| Description of the task |
All of the data needs to be printed again, exactly as written.

| Records to use |
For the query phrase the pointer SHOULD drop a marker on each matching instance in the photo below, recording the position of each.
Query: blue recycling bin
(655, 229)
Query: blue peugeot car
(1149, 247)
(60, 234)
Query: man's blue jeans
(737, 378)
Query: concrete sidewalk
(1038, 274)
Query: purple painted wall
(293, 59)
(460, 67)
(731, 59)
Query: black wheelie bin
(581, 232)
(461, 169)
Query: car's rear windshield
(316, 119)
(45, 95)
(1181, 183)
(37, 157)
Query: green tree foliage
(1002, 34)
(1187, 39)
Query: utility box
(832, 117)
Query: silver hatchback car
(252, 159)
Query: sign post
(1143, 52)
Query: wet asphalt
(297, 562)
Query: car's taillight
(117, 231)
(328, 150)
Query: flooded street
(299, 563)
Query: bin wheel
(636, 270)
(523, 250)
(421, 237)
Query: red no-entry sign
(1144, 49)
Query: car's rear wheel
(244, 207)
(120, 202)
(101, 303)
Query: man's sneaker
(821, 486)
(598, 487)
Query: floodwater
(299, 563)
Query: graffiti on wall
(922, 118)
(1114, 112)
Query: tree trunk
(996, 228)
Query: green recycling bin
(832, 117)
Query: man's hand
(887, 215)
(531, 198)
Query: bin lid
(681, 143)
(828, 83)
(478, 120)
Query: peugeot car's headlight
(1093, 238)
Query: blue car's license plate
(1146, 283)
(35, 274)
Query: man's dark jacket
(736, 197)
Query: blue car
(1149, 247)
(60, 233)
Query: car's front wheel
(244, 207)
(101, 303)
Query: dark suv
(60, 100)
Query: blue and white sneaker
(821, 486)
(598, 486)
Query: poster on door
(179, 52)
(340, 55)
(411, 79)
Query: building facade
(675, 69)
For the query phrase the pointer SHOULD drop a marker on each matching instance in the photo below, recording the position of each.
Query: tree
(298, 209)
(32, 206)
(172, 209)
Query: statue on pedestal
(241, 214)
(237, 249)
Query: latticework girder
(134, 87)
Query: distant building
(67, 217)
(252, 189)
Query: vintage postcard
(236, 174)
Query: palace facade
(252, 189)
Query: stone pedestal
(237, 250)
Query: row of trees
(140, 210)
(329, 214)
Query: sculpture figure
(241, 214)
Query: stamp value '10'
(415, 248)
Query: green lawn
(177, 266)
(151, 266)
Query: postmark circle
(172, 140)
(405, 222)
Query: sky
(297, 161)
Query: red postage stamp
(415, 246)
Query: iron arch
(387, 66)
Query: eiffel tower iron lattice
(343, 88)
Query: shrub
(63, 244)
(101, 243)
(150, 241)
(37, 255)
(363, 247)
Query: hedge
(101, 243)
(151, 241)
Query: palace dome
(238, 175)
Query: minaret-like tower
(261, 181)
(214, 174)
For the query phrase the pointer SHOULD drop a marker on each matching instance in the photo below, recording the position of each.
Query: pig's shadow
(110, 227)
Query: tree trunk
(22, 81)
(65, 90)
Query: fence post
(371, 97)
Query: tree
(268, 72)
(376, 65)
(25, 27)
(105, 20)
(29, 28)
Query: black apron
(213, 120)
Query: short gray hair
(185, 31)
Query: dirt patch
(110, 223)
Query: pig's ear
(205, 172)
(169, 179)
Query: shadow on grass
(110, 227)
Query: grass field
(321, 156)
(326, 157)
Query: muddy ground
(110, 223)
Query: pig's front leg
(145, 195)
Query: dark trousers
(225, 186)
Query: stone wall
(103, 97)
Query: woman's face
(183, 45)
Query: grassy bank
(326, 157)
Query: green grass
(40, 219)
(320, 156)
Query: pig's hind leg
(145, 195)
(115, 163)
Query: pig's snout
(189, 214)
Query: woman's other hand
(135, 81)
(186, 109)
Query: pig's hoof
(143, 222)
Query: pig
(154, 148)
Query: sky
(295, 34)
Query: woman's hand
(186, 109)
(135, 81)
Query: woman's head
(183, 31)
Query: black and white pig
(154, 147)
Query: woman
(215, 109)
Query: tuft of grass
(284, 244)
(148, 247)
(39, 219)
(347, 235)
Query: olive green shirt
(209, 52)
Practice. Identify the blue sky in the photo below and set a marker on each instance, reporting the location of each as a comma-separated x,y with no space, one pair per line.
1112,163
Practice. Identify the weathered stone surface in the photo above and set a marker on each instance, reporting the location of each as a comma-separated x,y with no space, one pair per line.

| Response box |
For the query phrase the pointer SHOULD drop a marker on each matching instance in the photo below, recording the position of each.
Query: blue recycling bin
(655, 229)
Query: blue peugeot car
(1149, 247)
(60, 234)
Query: man's blue jeans
(737, 378)
Query: concrete sidewalk
(1038, 274)
Query: purple painted wall
(293, 59)
(460, 67)
(731, 59)
Query: black wheelie bin
(581, 232)
(461, 169)
Query: car's rear windshield
(316, 119)
(45, 95)
(1181, 183)
(37, 157)
Query: green tree foliage
(1002, 34)
(1187, 39)
Query: utility box
(832, 117)
Query: silver hatchback car
(252, 159)
Query: sign post
(1143, 52)
Query: wet asphalt
(297, 562)
Query: car's taillight
(117, 231)
(328, 150)
Query: flooded street
(299, 563)
Query: bin wheel
(636, 270)
(523, 250)
(421, 237)
Query: red no-entry sign
(1144, 49)
Query: car's rear wheel
(244, 207)
(120, 202)
(101, 303)
Query: man's sneaker
(821, 486)
(598, 487)
Query: floodwater
(299, 563)
Query: graffiti on wall
(922, 118)
(1114, 112)
Query: tree trunk
(996, 228)
Query: green recycling bin
(832, 117)
Query: man's hand
(887, 215)
(531, 198)
Query: bin lid
(681, 143)
(828, 83)
(478, 120)
Query: peugeot car's headlight
(1093, 238)
Query: blue car's license plate
(1146, 283)
(35, 274)
Query: man's dark jacket
(736, 197)
Query: blue car
(1149, 247)
(60, 233)
Query: car's front wheel
(244, 207)
(101, 303)
Query: dark suv
(60, 100)
Query: blue and white sneaker
(821, 486)
(598, 486)
Query: poster on door
(179, 52)
(340, 55)
(411, 79)
Query: building facade
(675, 69)
For the query phrase the pointer SHOULD drop a marker on each matching instance in the photo below, recording the position of each.
Query: tree
(298, 209)
(32, 206)
(172, 209)
Query: statue on pedestal
(241, 214)
(237, 249)
Query: latticework girder
(134, 87)
Query: distant building
(67, 217)
(252, 189)
Query: vintage postcard
(236, 174)
Query: palace facade
(252, 189)
Query: stone pedestal
(237, 250)
Query: row of trees
(140, 210)
(329, 214)
Query: sculpture figure
(241, 214)
Query: stamp value '10'
(415, 248)
Query: green lawn
(177, 266)
(151, 266)
Query: postmark circle
(172, 140)
(405, 222)
Query: sky
(297, 161)
Query: red postage stamp
(415, 246)
Query: iron arch
(387, 66)
Query: eiffel tower iron lattice
(343, 88)
Query: shrub
(63, 244)
(101, 243)
(150, 241)
(37, 255)
(363, 247)
Query: hedge
(101, 243)
(151, 241)
Query: palace dome
(238, 175)
Query: minaret-like tower
(261, 181)
(214, 174)
For the query phrase the pointer SHOULD drop a marker on each matching instance in the photo below, recording the position of each.
Query: pig's shadow
(110, 227)
Query: tree trunk
(22, 81)
(65, 90)
Query: fence post
(371, 97)
Query: tree
(268, 72)
(376, 65)
(25, 27)
(105, 20)
(29, 28)
Query: black apron
(213, 120)
Query: short gray hair
(185, 31)
Query: dirt patch
(110, 223)
Query: pig's ear
(205, 172)
(169, 179)
Query: shadow on grass
(110, 227)
Query: grass field
(321, 156)
(326, 157)
Query: muddy ground
(110, 223)
Query: pig's front leg
(145, 195)
Query: dark trousers
(225, 186)
Query: stone wall
(103, 97)
Query: woman's face
(183, 45)
Query: grassy bank
(326, 157)
Query: green grass
(40, 219)
(320, 156)
Query: pig's hind leg
(145, 195)
(115, 163)
Query: pig's snout
(189, 214)
Query: woman's other hand
(135, 81)
(186, 109)
Query: pig's hoof
(143, 222)
Query: pig
(154, 148)
Query: sky
(295, 34)
Query: woman's hand
(186, 109)
(135, 81)
Query: woman's head
(183, 31)
Query: black and white pig
(154, 147)
Query: woman
(215, 109)
Query: tuft of grass
(284, 244)
(148, 247)
(39, 219)
(347, 235)
Query: olive green shirt
(209, 52)
Practice. Identify the blue sky in the photo below and set a marker on each instance, reporting the location of each as a comma-separated x,y with no space, one pair per line.
1112,163
Practice. Identify the weathered stone surface in the photo above and set a marker on each instance, reporting the location of each as a comma-separated x,y with no space, one pair per line.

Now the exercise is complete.